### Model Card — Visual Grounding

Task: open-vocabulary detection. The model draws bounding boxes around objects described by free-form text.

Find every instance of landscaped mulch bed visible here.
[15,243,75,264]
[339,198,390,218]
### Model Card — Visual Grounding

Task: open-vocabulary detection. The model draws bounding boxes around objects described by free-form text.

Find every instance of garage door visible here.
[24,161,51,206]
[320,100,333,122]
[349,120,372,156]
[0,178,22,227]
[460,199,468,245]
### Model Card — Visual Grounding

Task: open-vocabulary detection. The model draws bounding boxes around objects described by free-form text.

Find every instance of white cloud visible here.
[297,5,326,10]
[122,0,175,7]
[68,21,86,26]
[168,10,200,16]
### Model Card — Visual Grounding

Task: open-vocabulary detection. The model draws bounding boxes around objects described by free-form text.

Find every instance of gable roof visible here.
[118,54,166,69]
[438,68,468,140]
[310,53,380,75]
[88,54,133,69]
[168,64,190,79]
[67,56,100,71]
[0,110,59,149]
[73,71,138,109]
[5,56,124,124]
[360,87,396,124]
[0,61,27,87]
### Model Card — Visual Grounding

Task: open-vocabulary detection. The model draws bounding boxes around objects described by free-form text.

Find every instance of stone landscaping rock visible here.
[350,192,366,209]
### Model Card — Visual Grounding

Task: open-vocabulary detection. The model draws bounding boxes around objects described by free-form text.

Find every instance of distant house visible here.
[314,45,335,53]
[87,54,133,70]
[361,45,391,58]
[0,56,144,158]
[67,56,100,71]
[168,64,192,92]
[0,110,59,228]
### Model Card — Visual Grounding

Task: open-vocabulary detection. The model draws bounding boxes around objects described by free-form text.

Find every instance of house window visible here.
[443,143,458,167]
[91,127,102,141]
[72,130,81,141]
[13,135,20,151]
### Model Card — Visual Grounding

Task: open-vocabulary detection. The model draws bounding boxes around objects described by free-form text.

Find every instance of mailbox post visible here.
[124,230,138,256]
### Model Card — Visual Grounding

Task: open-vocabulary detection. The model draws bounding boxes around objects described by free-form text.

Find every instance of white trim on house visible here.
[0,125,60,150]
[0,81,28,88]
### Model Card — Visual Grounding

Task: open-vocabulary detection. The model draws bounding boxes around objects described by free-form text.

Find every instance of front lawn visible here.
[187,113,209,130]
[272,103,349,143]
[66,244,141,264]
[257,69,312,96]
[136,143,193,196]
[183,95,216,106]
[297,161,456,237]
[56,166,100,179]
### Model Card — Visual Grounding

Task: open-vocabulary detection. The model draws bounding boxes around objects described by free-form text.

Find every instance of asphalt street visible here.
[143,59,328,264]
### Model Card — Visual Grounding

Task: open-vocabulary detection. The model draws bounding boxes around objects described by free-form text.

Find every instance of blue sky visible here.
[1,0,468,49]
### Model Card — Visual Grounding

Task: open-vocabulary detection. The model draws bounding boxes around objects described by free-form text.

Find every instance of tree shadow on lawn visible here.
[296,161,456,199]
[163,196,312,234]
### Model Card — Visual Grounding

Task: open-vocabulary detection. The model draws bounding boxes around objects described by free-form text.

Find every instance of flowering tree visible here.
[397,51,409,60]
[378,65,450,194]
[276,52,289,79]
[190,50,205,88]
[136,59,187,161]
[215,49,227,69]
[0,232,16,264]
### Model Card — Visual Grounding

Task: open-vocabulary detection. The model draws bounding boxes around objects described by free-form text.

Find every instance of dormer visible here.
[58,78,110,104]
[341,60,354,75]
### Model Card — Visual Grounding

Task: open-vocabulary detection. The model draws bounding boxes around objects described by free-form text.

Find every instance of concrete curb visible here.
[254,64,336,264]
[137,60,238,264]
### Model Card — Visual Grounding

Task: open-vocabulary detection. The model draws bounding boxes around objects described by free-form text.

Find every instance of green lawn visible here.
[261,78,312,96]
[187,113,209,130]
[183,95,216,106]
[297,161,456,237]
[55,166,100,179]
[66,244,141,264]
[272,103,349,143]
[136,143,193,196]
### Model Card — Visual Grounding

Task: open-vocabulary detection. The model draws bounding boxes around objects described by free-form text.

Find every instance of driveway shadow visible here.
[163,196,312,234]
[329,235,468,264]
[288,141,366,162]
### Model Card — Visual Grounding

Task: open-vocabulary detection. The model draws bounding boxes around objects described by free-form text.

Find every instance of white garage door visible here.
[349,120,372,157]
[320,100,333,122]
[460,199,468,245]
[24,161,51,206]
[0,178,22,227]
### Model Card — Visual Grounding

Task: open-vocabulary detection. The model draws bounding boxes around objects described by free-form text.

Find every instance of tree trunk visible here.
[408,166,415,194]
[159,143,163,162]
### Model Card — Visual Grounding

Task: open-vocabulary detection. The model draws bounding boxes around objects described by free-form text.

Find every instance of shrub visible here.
****************
Task to complete
Exact reproduction of the entire listing is required.

Written answer
### Model Card — Visual Grounding

Task: open-vocabulary detection. The model draws bounding boxes around objects described by free-form text.

Find every instance of landscaped mulch bed visible here.
[15,243,75,264]
[339,198,390,218]
### Model Card — Visual Grounding

Task: open-vocabulary detection. The model draws bounding boxes around objects described by free-form text.

Find every instance of garage door visible here.
[24,161,51,206]
[320,100,333,122]
[349,120,372,156]
[0,178,22,227]
[460,199,468,245]
### Model Card — Visual Grounding

Task: open-vocabulary detection. The model draws bounding boxes around objects described by free-form text.

Find every instance of white cloud visible here.
[297,5,326,10]
[122,0,175,7]
[68,21,86,26]
[168,10,200,16]
### Model Card — Visual Grounding

Task: open-vocabulary detection. The model draws bounding boxes around objects described by free-form text.

Find every instance of gable roof visible here.
[118,54,166,69]
[438,68,468,140]
[310,53,380,75]
[88,54,133,69]
[168,64,190,79]
[67,56,100,71]
[0,110,59,149]
[73,71,138,109]
[5,56,124,124]
[360,87,396,124]
[0,61,27,87]
### Model Card — Visual Grounding

Task: open-vocabulary detection. The model draws bounding boxes around objects described by free-form text.

Find every instance of stone landscaping rock visible here.
[350,192,366,209]
### Model Card — Visual Grounding

Task: open-vocabulary detection. The model draws bounding boxes around objects described by free-form text.

Find every instance of distant house visible here.
[314,45,335,53]
[87,54,133,70]
[361,45,391,58]
[0,56,144,158]
[67,56,100,71]
[168,64,192,92]
[0,110,59,228]
### Model Card — Visual Grounding

Task: open-vocabulary detection. The model draws bounding boxes around objects described by free-form text.

Find every instance of house window visible here.
[443,143,458,167]
[91,127,102,141]
[72,130,81,141]
[13,135,20,151]
### Model Card — Visual Grounding

Task: open-vocabulary detection. The model draws bounding boxes around objects described by free-form text.

Find every instance of mailbox post visible here.
[124,230,138,256]
### Model Card — Visual Grounding

Task: open-vocabulary detection. The model draws bounding boxes around objects described by free-form text.

Find every instance of white trim on house visible here.
[0,125,60,150]
[0,81,28,88]
### Model Card — Visual Grounding

Task: open-vocabulary detection. The model draws bounding boxes around objects described by free-form text.

Find every instance of front lawn visible here.
[187,113,209,130]
[272,103,349,143]
[66,244,141,264]
[257,69,312,96]
[136,143,193,196]
[183,95,216,106]
[297,161,456,237]
[56,166,100,179]
### Model Card — Visual Grounding

Task: open-vocabulary detection. The model draws bounding boxes around objects described by free-form text.

Find every instance of asphalt street visible here.
[143,59,328,264]
### Model Card — Visual Grounding

Task: open-vocabulary detection. The model draws bounding boxes around objects described by free-form text.

Find every instance of blue sky visible here.
[1,0,468,49]
### Model Card — Visual Grounding

Task: open-vocabulary detection. The model draws bounding boxes around objects described by free-form text.

Find every instance of tree shadow on lawn visible here.
[296,161,456,199]
[163,196,312,234]
### Model Card — Visual Grounding

Task: open-vocabulary detection. The model draws bounding boxes around objects described by free-form text.

Find every instance of flowering tree visible here.
[397,51,409,60]
[378,65,450,194]
[276,52,289,79]
[190,50,205,88]
[136,59,187,161]
[215,49,227,69]
[0,232,16,264]
### Model Card — Visual Grounding

Task: open-vocabulary detection. The model draws bounding boxes around objects described by free-form text.

Find every instance of dormer visible here.
[58,78,110,104]
[341,60,354,75]
### Model Card — Visual Grounding

Task: open-vocabulary detection. The model draws bounding boxes around objects described by free-form text.

Find every instance of concrete curb visible here.
[254,64,336,264]
[137,60,238,264]
### Model Card — Visual Grounding

Task: open-vocabulary detection. The model draws bounding boxes around objects described by free-form text.

Find every instance of green lawn visible here.
[261,78,312,96]
[187,113,209,130]
[183,95,216,106]
[297,161,456,237]
[55,166,100,179]
[66,244,141,264]
[272,103,349,143]
[136,143,193,196]
### Model Card — Visual Grounding

Task: open-vocabulary detection. The model draws bounding boxes around objects described by free-form text.

Find every instance of driveway shadow visible here.
[163,196,312,234]
[329,235,468,264]
[288,141,366,162]
### Model Card — Visual Grounding

Task: open-vocabulary detection. The model draws bounding boxes around objects described by free-form text.

Find every instance of white garage door visible here.
[349,120,372,157]
[320,100,333,122]
[460,199,468,245]
[24,161,51,206]
[0,178,22,227]
### Model Card — Visual Grounding

Task: open-vocabulary detection. The model draws bounding boxes around objects described by free-form text.

Find every instance of tree trunk visible here.
[408,166,415,194]
[159,143,163,162]
### Model Card — Visual Grounding

Task: open-vocabulary detection. The model draws bounding boxes around objects described by free-form text.

Find every instance of shrub visible here.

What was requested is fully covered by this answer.